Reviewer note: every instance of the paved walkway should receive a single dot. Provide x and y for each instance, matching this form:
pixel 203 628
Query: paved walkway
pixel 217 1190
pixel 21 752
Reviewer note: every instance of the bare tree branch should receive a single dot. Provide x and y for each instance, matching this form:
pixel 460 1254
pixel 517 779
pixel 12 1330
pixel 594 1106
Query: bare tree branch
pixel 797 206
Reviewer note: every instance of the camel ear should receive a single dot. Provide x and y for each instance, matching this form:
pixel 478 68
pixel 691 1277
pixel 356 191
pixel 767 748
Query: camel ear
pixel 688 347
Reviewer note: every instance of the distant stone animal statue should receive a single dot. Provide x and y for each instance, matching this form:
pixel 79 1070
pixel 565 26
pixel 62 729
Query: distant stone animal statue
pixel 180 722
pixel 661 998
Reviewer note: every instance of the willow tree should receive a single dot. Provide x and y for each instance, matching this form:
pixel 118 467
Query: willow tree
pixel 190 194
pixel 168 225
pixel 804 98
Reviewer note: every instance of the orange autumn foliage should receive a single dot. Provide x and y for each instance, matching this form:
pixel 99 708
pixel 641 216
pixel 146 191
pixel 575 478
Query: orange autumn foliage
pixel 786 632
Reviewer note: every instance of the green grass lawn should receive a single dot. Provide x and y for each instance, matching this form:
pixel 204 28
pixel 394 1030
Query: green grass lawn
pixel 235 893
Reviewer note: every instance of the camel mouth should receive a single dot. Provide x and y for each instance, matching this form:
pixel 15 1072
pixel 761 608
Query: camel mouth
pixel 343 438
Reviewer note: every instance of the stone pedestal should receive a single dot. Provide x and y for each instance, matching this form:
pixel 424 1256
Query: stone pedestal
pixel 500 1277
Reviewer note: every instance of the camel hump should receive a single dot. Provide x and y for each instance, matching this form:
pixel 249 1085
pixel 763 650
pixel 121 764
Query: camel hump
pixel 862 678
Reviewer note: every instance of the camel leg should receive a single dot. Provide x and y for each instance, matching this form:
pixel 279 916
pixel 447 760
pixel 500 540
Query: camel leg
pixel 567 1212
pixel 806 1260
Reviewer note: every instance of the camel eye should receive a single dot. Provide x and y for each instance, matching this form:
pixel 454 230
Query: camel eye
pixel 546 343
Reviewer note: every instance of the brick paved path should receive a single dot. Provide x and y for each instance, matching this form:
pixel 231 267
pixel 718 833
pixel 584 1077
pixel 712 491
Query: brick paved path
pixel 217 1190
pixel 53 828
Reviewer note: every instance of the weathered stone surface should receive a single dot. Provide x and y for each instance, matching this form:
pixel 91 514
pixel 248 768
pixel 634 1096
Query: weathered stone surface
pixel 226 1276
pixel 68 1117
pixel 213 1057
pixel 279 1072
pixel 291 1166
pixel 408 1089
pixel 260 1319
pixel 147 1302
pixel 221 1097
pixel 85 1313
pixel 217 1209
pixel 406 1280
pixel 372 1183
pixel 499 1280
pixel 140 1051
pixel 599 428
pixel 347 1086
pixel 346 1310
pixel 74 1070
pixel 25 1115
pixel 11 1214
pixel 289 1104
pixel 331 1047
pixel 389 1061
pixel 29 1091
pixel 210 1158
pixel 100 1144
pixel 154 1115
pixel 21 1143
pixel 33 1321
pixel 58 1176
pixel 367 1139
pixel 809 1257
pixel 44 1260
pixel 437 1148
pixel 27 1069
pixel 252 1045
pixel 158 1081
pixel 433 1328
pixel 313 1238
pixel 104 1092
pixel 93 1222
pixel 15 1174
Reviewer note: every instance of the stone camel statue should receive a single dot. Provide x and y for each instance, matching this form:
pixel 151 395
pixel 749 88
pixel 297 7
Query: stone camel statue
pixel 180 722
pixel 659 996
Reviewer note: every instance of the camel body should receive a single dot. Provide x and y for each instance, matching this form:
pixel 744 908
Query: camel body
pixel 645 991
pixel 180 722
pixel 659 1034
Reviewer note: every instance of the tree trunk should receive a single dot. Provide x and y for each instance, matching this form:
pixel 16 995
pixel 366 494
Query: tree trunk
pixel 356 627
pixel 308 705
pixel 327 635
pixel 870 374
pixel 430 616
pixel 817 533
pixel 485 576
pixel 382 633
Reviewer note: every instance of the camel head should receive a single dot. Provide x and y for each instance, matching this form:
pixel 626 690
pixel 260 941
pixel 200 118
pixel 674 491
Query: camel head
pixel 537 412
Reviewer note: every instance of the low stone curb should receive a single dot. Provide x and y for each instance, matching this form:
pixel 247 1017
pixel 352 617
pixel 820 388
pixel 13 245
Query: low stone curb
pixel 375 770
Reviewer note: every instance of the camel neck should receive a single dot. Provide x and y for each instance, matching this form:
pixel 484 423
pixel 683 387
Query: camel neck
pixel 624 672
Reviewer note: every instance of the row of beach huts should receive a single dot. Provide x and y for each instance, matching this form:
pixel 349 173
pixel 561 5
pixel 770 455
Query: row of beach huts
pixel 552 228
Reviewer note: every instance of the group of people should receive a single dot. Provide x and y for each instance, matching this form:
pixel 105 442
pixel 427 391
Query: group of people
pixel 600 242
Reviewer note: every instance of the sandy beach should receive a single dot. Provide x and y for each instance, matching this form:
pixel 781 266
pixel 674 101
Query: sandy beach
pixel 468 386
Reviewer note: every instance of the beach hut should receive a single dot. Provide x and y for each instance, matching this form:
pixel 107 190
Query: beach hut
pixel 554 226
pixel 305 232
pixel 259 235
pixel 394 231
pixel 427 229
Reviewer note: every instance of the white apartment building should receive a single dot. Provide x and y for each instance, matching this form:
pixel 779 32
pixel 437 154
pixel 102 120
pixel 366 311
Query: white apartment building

*****

### [Required task]
Copy every item above line for line, with no changes.

### [Output for this task]
Reviewer note: every instance of the paved walkway should receive a single dot. Provide x and y for each instance, matching this form:
pixel 203 628
Query: paved walkway
pixel 217 1190
pixel 21 752
Reviewer note: every instance of the bare tree branch should receive a single dot. Provide x and y for each instance, matching this form:
pixel 460 1254
pixel 517 779
pixel 12 1330
pixel 594 1106
Query: bare tree branch
pixel 797 206
Reviewer note: every instance of the camel ear should receive a single dot. Provide x and y for each instance, matching this form:
pixel 478 68
pixel 691 1277
pixel 356 191
pixel 767 748
Query: camel ear
pixel 688 347
Reviewer note: every instance of the distant stone animal statue should receive a single dot. Provide x and y for each instance, matching this form:
pixel 79 1070
pixel 565 26
pixel 62 729
Query: distant stone animal statue
pixel 180 722
pixel 661 998
Reviewer note: every instance of the willow tree should receive a single dot. Provide x and y for each instance, matching this form:
pixel 118 467
Query: willow tree
pixel 190 194
pixel 168 225
pixel 804 98
Reviewer note: every instance of the orange autumn foliage should receive a single dot. Provide x and y for each instance, matching this form:
pixel 99 708
pixel 641 216
pixel 146 191
pixel 575 478
Query: orange autumn foliage
pixel 786 632
Reviewer note: every instance of the green grass lawn should receive a single dot. Provide x and y for each instance, matching this form:
pixel 204 28
pixel 394 1030
Query: green grass lawn
pixel 235 893
Reviewer note: every instance of the camel mouth should receive a single dot. Provide x and y for each instance, matching this form:
pixel 15 1072
pixel 761 608
Query: camel mouth
pixel 343 438
Reviewer note: every instance of the stone pedestal should receive a single dot. Provide x and y for each instance, matching this form:
pixel 424 1256
Query: stone pedestal
pixel 500 1277
Reviewer note: every instance of the camel hump should receive a single dot. Provide x and y for each instance, matching this form:
pixel 249 1085
pixel 763 650
pixel 121 764
Query: camel hump
pixel 862 678
Reviewer note: every instance of the camel leg should receive a single dot. Provide x and y for each instance, matching this form:
pixel 279 916
pixel 447 760
pixel 500 540
Query: camel leg
pixel 567 1212
pixel 806 1260
Reviewer note: every instance of the camel eye should receive a single dot. Provide x and y for each instance, matching this form:
pixel 454 230
Query: camel eye
pixel 546 343
Reviewer note: every instance of the brick paved path should receive a single dot. Provide x and y for each instance, matching this form:
pixel 231 267
pixel 718 833
pixel 584 1077
pixel 712 491
Query: brick paved path
pixel 217 1190
pixel 53 828
Reviewer note: every instance of the weathered stone surface should receive a single dot. Provide x and y for each instance, matching this form:
pixel 91 514
pixel 248 768
pixel 634 1096
Query: weathered stone surface
pixel 226 1276
pixel 68 1117
pixel 213 1057
pixel 279 1072
pixel 291 1166
pixel 408 1089
pixel 260 1319
pixel 147 1302
pixel 221 1097
pixel 85 1313
pixel 217 1209
pixel 406 1280
pixel 372 1183
pixel 499 1280
pixel 140 1051
pixel 599 428
pixel 347 1086
pixel 346 1310
pixel 74 1070
pixel 25 1115
pixel 11 1214
pixel 289 1104
pixel 331 1047
pixel 389 1061
pixel 29 1091
pixel 210 1158
pixel 100 1144
pixel 154 1115
pixel 21 1143
pixel 33 1321
pixel 58 1176
pixel 367 1139
pixel 809 1257
pixel 44 1260
pixel 437 1148
pixel 27 1069
pixel 252 1045
pixel 158 1081
pixel 433 1328
pixel 313 1238
pixel 104 1092
pixel 93 1222
pixel 15 1174
Reviewer note: every instance of the stone camel statue should receive a single dot. Provide x and y for each instance, matching this form:
pixel 151 395
pixel 749 88
pixel 297 7
Query: stone camel statue
pixel 180 722
pixel 659 996
Reviewer note: every instance of the camel body should receive a single dot. Provide x and y for each instance, matching this form:
pixel 744 908
Query: camel body
pixel 645 991
pixel 180 722
pixel 659 1034
Reviewer note: every instance of the tree trunk should receive a single dot. Provide x and y for each instance, matching this form:
pixel 16 995
pixel 366 494
Query: tree trunk
pixel 356 627
pixel 308 705
pixel 327 635
pixel 870 374
pixel 430 616
pixel 817 533
pixel 485 576
pixel 382 633
Reviewer note: every instance of the camel head should receive a single dot. Provide x and y for each instance, matching this form:
pixel 626 690
pixel 260 941
pixel 200 118
pixel 674 491
Query: camel head
pixel 537 412
Reviewer note: every instance of the low stone curb should receive a single dot. Provide x and y for each instance, matching this form:
pixel 247 1017
pixel 352 617
pixel 820 388
pixel 13 245
Query: low stone curb
pixel 375 770
Reviewer note: every instance of the camel neck should receive a single dot. Provide x and y for each instance, matching this form:
pixel 484 423
pixel 683 387
Query: camel neck
pixel 624 672
Reviewer note: every instance of the row of beach huts should receive a single dot. Provide x and y for each instance, matching this form:
pixel 349 173
pixel 561 5
pixel 770 455
Query: row of beach huts
pixel 552 228
Reviewer note: every instance of the group of people should receive a single dot. Provide x and y for each instance, matching this form:
pixel 105 442
pixel 427 391
Query: group of people
pixel 600 242
Reviewer note: every instance of the sandy beach should receive a single dot. Provide x and y for each instance, matching this form:
pixel 781 266
pixel 674 101
Query: sandy beach
pixel 468 386
Reviewer note: every instance of the beach hut should receive a single dot. Provide x and y for each instance, matching this form:
pixel 107 190
Query: beach hut
pixel 554 226
pixel 305 232
pixel 259 235
pixel 394 231
pixel 427 229
Reviewer note: every instance of the white apartment building should receive a single dot. Provide x and y for each instance, matching this form:
pixel 779 32
pixel 437 154
pixel 102 120
pixel 366 311
Query: white apartment building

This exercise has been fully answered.